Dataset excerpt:
__________
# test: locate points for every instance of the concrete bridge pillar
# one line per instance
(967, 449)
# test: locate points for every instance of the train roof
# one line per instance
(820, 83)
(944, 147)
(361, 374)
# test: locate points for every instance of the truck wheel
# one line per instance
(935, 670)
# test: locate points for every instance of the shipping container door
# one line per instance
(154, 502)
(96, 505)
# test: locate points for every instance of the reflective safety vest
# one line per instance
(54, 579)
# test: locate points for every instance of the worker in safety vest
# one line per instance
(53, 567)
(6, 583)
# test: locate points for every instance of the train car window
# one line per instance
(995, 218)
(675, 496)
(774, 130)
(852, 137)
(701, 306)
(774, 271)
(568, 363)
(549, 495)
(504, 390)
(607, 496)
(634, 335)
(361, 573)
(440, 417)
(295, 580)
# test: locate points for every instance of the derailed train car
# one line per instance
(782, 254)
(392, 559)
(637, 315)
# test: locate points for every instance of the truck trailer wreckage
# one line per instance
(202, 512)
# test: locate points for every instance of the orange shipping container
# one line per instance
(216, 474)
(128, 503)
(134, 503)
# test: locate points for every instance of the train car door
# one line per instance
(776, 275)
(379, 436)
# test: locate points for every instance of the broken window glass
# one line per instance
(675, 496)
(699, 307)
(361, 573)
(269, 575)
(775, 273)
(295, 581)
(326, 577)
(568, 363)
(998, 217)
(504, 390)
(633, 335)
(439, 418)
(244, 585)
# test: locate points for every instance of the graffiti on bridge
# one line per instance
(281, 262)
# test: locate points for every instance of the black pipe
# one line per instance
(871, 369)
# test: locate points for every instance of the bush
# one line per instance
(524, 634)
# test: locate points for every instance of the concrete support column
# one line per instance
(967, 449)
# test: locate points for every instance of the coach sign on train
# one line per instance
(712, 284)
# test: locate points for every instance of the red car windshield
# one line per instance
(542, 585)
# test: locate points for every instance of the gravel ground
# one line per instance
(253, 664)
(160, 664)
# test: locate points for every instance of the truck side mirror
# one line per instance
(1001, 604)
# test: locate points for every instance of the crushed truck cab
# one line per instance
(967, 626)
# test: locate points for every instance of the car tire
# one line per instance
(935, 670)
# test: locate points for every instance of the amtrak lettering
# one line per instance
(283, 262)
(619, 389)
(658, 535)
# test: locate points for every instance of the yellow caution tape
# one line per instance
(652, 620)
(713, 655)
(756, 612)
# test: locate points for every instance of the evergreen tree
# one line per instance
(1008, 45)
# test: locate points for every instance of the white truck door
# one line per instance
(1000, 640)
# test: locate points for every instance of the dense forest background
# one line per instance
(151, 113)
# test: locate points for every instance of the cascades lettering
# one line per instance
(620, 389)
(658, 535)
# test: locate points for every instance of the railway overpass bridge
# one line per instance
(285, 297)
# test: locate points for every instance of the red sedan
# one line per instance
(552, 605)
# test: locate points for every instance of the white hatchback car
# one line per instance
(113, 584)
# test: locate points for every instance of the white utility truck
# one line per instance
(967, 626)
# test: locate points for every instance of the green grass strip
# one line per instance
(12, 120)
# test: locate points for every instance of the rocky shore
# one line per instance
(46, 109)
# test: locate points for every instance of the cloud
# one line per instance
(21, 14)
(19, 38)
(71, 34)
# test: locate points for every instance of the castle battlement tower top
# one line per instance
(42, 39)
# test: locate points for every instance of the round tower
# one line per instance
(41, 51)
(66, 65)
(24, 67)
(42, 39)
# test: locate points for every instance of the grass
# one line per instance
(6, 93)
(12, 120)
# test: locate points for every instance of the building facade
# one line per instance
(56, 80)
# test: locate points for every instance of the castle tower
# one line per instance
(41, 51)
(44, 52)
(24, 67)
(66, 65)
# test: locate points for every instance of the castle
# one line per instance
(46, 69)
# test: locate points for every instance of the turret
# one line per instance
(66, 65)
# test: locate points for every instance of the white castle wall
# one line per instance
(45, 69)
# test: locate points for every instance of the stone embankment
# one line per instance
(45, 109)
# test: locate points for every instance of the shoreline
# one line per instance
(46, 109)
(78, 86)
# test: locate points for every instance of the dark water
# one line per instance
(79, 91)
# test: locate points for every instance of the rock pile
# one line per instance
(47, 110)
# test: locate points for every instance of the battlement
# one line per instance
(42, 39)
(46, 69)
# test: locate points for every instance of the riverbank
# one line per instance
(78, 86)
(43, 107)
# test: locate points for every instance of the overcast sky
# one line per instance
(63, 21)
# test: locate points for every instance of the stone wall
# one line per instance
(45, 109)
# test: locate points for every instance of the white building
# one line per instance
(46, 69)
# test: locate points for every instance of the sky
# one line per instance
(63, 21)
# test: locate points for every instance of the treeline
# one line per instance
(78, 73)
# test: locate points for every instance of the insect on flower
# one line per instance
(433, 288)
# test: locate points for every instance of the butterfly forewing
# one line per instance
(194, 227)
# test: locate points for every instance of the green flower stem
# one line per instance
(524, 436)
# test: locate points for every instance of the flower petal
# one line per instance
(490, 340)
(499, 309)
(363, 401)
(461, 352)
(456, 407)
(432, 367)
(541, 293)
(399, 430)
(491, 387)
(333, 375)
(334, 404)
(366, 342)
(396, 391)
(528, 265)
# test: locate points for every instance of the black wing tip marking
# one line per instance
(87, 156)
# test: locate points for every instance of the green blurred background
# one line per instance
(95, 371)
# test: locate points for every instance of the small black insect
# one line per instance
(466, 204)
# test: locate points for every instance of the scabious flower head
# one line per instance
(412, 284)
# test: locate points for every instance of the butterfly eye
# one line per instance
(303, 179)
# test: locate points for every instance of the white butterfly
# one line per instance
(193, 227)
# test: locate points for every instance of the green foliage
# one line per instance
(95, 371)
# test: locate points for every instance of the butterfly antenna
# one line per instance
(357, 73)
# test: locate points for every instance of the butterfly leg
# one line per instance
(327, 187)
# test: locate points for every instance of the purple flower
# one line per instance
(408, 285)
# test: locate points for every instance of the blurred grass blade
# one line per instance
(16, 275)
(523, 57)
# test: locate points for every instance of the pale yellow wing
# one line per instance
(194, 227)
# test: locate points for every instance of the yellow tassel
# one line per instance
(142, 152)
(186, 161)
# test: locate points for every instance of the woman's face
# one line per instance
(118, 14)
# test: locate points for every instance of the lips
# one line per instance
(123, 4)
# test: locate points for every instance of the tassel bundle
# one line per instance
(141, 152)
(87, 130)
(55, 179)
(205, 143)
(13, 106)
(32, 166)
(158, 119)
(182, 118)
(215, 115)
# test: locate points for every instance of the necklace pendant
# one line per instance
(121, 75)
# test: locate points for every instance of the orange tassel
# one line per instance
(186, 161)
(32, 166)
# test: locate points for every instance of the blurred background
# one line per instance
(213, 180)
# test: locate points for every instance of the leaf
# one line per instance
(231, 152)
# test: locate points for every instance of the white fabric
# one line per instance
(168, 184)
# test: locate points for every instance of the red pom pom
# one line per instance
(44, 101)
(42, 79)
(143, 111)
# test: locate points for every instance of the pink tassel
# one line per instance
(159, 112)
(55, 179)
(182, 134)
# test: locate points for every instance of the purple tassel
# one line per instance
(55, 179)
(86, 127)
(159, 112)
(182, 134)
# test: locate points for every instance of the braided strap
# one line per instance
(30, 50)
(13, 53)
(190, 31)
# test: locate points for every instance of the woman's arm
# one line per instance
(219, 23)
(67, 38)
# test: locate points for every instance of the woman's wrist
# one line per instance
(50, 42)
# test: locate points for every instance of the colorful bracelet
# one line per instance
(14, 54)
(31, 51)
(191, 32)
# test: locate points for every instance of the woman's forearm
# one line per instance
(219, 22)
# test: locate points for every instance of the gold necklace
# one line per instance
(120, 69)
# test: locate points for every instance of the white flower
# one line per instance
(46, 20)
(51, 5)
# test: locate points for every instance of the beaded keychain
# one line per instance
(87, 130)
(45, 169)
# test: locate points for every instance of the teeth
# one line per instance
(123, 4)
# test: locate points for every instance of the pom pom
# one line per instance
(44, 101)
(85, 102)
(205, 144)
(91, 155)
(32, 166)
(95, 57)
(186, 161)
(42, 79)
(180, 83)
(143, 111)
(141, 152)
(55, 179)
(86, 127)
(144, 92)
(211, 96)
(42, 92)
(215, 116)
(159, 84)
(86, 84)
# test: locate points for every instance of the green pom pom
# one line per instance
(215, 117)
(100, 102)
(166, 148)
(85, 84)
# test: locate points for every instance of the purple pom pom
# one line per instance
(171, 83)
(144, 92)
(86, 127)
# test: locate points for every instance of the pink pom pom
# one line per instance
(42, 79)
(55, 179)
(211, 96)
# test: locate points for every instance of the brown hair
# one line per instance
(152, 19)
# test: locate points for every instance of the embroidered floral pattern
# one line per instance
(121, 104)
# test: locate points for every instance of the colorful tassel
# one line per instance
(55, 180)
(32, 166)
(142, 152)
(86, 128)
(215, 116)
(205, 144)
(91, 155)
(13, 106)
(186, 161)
__________
> _Task brief_: Print again the material above, limited to the lines from the one holding "# test: locate points for every instance of the purple pom" through the last, inclusive.

> _Output for this exercise_:
# test: locate points for every instance of the purple pom pom
# one line per instance
(171, 83)
(144, 92)
(86, 127)
# test: locate points for every instance of the pink pom pom
# one line per instance
(42, 79)
(55, 179)
(211, 96)
# test: locate points for every instance of the brown hair
# one line per instance
(152, 19)
# test: locate points for every instance of the embroidered floral pattern
# one line per instance
(121, 104)
# test: locate points for every instance of the colorful tassel
# one line per instance
(55, 180)
(32, 166)
(142, 152)
(86, 128)
(215, 116)
(205, 144)
(91, 155)
(13, 106)
(186, 161)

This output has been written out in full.